• Entries supplied
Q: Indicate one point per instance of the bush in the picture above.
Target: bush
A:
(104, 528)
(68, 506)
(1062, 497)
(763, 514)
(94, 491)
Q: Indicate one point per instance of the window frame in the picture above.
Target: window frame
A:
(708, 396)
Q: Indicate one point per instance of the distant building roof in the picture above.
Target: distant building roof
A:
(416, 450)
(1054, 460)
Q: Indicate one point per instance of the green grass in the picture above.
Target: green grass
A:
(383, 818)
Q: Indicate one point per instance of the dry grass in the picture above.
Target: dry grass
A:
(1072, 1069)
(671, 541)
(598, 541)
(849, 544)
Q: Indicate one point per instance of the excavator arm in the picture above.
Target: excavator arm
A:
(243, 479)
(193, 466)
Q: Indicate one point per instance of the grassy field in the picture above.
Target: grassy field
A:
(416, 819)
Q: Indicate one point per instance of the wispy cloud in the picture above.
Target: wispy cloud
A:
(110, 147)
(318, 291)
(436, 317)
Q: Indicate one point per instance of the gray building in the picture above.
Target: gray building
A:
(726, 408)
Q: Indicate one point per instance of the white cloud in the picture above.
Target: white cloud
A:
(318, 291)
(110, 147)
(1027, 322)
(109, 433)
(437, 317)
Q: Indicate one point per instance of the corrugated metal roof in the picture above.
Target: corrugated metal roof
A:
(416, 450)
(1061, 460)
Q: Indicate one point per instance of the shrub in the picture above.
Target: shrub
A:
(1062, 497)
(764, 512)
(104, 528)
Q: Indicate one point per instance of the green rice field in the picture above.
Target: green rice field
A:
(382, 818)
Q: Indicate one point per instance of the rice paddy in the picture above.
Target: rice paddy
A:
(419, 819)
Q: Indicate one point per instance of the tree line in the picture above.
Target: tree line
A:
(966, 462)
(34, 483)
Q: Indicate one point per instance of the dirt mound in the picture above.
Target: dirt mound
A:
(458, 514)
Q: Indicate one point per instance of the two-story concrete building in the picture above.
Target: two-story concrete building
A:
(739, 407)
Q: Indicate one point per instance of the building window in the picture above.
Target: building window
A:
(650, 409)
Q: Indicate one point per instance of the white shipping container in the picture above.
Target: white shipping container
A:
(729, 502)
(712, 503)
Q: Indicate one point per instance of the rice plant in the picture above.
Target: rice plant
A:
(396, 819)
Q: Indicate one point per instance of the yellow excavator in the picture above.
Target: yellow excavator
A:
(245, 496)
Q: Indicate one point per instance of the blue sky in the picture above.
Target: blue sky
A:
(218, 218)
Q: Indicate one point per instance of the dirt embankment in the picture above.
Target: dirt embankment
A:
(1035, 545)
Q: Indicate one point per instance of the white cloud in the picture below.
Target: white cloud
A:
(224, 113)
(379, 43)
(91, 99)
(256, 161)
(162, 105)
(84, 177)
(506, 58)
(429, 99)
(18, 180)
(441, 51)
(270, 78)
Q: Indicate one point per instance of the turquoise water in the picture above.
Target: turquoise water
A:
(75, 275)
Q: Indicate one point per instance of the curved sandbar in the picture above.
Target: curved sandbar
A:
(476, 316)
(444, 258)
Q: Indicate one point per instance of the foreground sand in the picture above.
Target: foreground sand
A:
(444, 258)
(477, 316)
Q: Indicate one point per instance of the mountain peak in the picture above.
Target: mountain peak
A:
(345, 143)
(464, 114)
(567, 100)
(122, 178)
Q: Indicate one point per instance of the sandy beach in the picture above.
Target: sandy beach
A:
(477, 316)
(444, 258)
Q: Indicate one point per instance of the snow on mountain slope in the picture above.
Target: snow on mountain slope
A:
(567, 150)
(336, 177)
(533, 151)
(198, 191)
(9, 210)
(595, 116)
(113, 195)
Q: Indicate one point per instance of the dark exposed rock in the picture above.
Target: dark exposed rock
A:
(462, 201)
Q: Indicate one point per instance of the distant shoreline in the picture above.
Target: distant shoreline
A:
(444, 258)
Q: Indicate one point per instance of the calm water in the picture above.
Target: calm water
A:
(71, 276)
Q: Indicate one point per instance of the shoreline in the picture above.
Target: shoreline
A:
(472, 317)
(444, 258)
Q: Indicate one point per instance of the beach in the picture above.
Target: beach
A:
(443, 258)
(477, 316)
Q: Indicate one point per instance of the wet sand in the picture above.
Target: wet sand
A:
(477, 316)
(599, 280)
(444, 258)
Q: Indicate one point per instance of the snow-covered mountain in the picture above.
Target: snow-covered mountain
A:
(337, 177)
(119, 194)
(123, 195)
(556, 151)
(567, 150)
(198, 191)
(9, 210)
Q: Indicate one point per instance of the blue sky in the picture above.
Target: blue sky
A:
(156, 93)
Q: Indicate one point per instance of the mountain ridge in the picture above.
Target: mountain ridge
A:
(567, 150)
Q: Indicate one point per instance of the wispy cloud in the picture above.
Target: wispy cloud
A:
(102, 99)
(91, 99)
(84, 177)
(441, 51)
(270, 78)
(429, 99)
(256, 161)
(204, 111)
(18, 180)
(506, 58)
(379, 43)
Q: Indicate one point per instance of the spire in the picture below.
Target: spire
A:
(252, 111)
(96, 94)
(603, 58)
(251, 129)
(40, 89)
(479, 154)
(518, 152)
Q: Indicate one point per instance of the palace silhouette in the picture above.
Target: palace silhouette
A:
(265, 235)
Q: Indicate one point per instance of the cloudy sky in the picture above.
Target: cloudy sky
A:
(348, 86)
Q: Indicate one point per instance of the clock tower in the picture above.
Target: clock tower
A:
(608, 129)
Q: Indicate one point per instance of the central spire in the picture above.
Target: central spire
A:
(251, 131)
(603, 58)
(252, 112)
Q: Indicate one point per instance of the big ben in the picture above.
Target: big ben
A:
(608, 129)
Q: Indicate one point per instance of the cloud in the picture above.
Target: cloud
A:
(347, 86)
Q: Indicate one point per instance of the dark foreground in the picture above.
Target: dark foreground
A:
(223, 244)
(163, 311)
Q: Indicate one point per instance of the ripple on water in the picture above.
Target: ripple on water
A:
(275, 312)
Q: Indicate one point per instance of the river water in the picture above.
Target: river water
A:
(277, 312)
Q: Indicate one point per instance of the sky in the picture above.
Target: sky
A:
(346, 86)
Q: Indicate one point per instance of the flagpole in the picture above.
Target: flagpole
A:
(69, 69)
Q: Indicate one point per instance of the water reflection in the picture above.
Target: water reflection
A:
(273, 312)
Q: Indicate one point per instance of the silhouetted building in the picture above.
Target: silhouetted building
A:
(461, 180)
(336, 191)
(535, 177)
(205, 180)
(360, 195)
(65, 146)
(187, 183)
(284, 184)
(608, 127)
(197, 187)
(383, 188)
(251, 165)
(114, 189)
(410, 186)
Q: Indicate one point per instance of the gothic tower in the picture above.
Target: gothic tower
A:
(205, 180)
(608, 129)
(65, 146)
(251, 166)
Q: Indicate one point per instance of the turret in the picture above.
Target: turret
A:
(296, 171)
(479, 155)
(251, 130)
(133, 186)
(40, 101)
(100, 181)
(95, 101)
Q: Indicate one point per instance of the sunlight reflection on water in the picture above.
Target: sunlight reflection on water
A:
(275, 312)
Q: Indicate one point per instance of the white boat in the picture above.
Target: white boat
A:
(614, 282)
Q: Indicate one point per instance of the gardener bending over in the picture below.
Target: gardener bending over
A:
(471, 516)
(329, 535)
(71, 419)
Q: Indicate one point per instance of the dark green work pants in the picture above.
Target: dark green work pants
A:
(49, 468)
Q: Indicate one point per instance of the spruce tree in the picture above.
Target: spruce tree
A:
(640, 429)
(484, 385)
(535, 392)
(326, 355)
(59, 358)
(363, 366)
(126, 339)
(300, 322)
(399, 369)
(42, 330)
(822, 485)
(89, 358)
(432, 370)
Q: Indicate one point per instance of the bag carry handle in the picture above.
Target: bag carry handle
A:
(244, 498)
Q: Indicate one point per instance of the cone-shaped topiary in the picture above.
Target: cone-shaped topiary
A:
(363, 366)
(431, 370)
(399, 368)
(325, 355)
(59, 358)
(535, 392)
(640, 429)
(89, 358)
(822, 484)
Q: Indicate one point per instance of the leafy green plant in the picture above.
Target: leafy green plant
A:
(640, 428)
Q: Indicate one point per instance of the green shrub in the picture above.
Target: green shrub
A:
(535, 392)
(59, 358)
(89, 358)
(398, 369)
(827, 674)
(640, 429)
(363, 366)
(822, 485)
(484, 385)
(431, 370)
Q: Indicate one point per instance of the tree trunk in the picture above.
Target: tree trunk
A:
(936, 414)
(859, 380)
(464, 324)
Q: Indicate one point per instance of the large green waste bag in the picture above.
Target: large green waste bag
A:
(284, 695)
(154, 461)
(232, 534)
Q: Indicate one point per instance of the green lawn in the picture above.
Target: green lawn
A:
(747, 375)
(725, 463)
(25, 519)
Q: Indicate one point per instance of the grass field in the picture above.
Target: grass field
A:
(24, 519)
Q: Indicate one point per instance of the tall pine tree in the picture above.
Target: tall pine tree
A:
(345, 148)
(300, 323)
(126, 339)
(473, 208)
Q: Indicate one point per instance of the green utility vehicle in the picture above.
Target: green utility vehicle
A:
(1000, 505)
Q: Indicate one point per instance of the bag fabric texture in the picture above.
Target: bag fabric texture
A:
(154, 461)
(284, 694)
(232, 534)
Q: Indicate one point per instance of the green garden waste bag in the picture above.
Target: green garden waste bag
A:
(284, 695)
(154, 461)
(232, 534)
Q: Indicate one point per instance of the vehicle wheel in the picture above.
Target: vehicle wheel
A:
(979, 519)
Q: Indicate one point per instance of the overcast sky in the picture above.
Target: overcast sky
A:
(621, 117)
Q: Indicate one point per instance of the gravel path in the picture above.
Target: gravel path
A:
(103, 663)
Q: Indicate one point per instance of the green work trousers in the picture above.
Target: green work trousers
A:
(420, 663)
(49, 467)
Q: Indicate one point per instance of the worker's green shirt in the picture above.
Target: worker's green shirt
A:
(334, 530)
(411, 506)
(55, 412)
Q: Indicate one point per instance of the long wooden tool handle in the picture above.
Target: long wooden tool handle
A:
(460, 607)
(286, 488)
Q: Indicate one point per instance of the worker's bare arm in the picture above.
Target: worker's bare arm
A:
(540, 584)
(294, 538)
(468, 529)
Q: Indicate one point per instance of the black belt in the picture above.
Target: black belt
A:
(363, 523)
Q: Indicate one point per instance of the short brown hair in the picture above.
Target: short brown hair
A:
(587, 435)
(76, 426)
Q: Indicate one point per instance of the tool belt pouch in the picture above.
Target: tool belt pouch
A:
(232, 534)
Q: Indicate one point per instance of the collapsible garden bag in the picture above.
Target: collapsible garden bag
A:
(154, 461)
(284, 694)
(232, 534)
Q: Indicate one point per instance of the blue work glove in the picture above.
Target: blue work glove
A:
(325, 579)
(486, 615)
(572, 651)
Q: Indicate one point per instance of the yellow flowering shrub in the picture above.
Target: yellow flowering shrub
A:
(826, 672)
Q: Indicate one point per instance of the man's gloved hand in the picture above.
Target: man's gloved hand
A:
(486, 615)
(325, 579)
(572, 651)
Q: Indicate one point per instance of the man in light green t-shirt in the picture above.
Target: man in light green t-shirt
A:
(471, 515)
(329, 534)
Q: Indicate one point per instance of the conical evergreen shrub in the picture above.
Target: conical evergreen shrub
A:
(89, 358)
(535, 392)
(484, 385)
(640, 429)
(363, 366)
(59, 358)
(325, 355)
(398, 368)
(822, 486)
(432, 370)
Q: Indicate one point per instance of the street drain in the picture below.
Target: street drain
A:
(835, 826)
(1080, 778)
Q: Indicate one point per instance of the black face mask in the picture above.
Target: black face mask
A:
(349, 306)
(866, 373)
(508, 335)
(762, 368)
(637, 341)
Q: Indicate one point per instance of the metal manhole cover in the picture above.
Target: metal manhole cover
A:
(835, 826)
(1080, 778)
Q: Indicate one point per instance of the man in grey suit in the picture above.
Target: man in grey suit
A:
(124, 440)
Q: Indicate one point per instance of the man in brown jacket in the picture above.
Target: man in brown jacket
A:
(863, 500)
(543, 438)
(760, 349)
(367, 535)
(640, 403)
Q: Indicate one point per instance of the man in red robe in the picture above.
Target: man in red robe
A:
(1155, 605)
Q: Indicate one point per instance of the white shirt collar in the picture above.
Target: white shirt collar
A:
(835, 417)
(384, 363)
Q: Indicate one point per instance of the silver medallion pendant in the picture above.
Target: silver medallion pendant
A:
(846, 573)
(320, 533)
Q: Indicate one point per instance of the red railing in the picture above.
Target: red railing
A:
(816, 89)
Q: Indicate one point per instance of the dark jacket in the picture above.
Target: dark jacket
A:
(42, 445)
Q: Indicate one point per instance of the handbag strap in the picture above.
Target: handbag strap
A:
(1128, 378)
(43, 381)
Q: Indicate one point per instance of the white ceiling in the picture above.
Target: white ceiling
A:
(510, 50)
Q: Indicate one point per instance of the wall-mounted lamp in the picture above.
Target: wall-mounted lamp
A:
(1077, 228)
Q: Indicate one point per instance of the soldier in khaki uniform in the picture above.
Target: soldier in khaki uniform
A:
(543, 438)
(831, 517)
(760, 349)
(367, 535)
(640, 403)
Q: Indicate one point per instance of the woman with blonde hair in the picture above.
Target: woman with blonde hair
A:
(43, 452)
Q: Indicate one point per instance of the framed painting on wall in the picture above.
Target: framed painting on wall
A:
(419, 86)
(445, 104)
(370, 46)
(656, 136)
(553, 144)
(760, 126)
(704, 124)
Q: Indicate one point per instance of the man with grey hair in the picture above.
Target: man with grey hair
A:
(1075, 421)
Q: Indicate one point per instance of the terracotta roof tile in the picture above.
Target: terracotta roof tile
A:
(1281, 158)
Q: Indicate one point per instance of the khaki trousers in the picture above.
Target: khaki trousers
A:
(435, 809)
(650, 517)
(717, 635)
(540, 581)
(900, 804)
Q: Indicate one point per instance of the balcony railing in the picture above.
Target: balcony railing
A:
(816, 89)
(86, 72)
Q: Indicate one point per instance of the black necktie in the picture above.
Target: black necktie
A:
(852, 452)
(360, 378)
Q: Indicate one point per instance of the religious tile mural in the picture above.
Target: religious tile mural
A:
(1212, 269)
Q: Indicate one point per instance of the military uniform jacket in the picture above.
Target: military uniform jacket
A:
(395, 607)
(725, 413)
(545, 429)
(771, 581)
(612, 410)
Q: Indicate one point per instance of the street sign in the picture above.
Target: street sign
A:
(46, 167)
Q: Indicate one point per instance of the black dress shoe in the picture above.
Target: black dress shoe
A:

• About this task
What count of lines in the listing contain the word "bare"? Reply with the number only.

• Exercise solution
2